Task to complete.
Retype every one of the records below line for line, without changing any character.

--- Record extracts ---

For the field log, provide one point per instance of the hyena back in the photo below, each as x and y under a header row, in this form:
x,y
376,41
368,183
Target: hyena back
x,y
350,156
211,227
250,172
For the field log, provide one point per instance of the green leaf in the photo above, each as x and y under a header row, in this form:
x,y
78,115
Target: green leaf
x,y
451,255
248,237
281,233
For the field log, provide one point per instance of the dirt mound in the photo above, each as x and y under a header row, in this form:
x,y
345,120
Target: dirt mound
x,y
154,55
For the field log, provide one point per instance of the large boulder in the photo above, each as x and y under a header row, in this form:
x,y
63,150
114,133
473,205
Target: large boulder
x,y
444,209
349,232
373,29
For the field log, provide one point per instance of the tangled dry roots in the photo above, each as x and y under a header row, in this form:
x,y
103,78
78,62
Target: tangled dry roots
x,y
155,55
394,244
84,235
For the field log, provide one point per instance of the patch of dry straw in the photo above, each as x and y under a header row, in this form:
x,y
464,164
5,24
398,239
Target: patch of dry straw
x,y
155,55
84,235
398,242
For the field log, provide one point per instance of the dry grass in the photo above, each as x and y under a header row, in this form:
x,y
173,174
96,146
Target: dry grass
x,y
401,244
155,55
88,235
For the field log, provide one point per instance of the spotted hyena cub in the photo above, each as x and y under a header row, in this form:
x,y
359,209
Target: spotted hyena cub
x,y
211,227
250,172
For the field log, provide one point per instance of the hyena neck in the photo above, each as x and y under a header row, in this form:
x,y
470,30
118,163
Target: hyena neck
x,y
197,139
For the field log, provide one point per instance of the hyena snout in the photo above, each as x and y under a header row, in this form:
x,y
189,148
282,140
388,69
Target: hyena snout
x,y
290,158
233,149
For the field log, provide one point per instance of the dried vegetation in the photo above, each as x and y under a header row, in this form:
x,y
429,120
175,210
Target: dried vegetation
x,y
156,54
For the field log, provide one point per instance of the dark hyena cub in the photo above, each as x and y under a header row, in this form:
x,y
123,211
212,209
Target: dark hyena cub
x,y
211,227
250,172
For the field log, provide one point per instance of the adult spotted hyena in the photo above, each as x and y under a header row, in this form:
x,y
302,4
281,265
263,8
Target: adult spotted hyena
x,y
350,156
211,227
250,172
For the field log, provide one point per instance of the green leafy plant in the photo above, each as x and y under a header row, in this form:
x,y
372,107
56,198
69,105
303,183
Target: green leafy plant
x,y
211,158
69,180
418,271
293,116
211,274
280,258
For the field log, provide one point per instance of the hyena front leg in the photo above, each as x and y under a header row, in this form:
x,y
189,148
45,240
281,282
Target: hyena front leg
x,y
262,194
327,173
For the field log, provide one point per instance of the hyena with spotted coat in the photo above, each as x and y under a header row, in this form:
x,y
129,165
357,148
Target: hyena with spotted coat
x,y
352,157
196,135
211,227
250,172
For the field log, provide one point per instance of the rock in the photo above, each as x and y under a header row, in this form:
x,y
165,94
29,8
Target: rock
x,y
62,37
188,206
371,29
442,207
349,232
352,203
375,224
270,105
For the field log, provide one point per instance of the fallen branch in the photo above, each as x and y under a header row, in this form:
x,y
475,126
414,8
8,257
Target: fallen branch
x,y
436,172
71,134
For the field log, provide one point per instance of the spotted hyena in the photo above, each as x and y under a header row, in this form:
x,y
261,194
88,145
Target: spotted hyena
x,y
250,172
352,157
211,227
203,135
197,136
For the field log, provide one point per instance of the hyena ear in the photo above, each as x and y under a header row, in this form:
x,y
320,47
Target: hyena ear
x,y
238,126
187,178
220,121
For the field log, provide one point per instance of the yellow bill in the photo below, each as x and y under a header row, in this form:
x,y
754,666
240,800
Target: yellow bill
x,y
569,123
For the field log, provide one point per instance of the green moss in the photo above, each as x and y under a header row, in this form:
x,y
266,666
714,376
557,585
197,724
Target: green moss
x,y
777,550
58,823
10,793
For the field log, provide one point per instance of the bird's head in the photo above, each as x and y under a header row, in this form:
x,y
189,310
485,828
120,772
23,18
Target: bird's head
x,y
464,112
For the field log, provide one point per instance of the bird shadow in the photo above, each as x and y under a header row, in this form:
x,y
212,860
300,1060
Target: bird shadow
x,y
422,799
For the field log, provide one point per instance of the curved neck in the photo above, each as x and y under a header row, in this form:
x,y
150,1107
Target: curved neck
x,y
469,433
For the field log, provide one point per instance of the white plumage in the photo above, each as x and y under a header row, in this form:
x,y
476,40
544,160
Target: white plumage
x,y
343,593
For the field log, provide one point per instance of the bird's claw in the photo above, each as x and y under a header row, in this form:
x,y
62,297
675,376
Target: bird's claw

---

Solution for this exercise.
For the field log, provide one point per instance of the hyena back in the photo below, each as x and y under a header row, in this form:
x,y
376,41
368,183
Target: hyena back
x,y
350,156
211,227
250,172
For the field log, provide one point per instance of the green leaf in the photo above, each as x and y under a header row, in this form:
x,y
78,115
Target: green leaf
x,y
451,255
248,237
281,233
For the field log, provide one point per instance of the dirt mound in the photo above, each as x and y under a header row, in this form:
x,y
345,120
Target: dirt mound
x,y
154,55
For the field log, provide one point per instance of the large boulder in the photo above, each as x and y under a header row, in this form:
x,y
63,150
114,133
473,205
Target: large boulder
x,y
444,209
349,232
373,29
For the field log, provide one point per instance of the tangled dry roots in the photo above, each as x and y under a header row, in this form:
x,y
103,78
78,62
Target: tangled dry roots
x,y
155,55
394,244
84,235
For the field log, provide one point per instance of the patch of dry straw in the photo above, each as x and y under a header row, in this form:
x,y
464,164
5,24
398,239
Target: patch of dry straw
x,y
155,55
84,235
398,242
For the field log, provide one point per instance of the dry grass in the photo above, each as x and y under a header row, in this form:
x,y
173,174
96,146
Target: dry grass
x,y
401,244
155,55
88,235
For the field log, provide one point per instance of the spotted hyena cub in the photo above, each as x and y under a header row, in this form:
x,y
359,209
Target: spotted hyena cub
x,y
211,227
250,172
For the field log, provide one point per instance of the hyena neck in the photo above, each as x and y under a header row, in this form:
x,y
470,30
118,163
Target: hyena neck
x,y
197,139
For the field log, provide one point per instance of the hyena snout in the photo above, each as x and y under a header row, in this form:
x,y
189,148
282,140
388,69
Target: hyena snout
x,y
290,158
233,149
For the field log, provide one point per instance of the dried vegetation in the photo above, each as x and y under a header row, in this form:
x,y
429,120
175,210
Target: dried vegetation
x,y
156,54
For the field log, provide one point per instance of the dark hyena cub in the photo above, each as x and y under a header row, in this form:
x,y
123,211
212,209
Target: dark hyena cub
x,y
211,227
250,172
For the field log, provide one point per instance of the adult spotted hyena in the photo above, each as x and y under a header row, in this form:
x,y
302,4
281,265
263,8
Target: adult spotted hyena
x,y
350,156
211,227
250,172
For the field log, provide one point per instance of the green leafy plant in the photo above, each as x and y under a header row, in this form:
x,y
372,107
56,198
69,105
303,183
Target: green leafy plant
x,y
211,158
69,180
418,271
293,116
211,274
280,258
For the field log, provide one point per instance of the hyena front leg in the photo above, each as x and y under a header row, in this form:
x,y
189,148
45,240
281,282
Target: hyena front leg
x,y
262,194
327,173
For the field log, provide one point per instance of the hyena with spotted coat in the photo above, each as x and y under a header row, in this form:
x,y
129,165
357,148
Target: hyena with spotted coat
x,y
352,157
196,135
211,227
250,172
For the field log, provide one point per instance of the rock in the photo above, each as x and y under a header row, in this form:
x,y
165,94
29,8
Target: rock
x,y
62,37
188,206
371,29
442,207
349,232
352,203
375,224
270,105
For the field log, provide one point per instance of the fallen branch in the photo above, each as x and y under a header row, in this form:
x,y
475,126
414,8
8,257
Target: fallen branch
x,y
436,172
71,134
For the field log, provide one point per instance of the spotted hyena in the photo above, each as x and y under a header row, in this form:
x,y
261,194
88,145
Target: spotted hyena
x,y
250,172
352,157
211,227
203,135
197,136
For the field log, provide one point per instance of the hyena ear in the photo above, each as x and y under a header row, in this form:
x,y
320,47
Target: hyena ear
x,y
238,126
187,178
220,121
For the field log, provide one point per instance of the yellow bill in the photo below, each as x and y under a header row, in this form:
x,y
754,666
240,800
Target: yellow bill
x,y
569,123
For the field log, provide one point per instance of the green moss in the photo above, each as x and y under a header row, in this form:
x,y
266,666
714,376
557,585
197,724
Target: green moss
x,y
777,550
58,823
10,793
For the field log, provide one point per instance of the bird's head in the photo above, each as x and y under a header row, in this form:
x,y
189,310
485,828
120,772
23,18
Target: bird's head
x,y
464,112
For the field log, provide one point per instance of the bird shadow in the photo above, each as x and y under a header row, in this form:
x,y
212,860
300,1060
Target: bird shadow
x,y
422,799
For the field log, provide one point per instance of the curved neck in the photo above, each as x and y under a header row, in this form:
x,y
150,1107
Target: curved neck
x,y
469,433
For the field log, provide one point per instance of the white plumage in the photo above, each as x and y under a header row, in this form:
x,y
476,40
544,160
Target: white plumage
x,y
343,593
For the field log, provide one point per instance of the bird's claw in the photo above, each as x and y under a header row, in this form:
x,y
62,297
675,376
Target: bird's claw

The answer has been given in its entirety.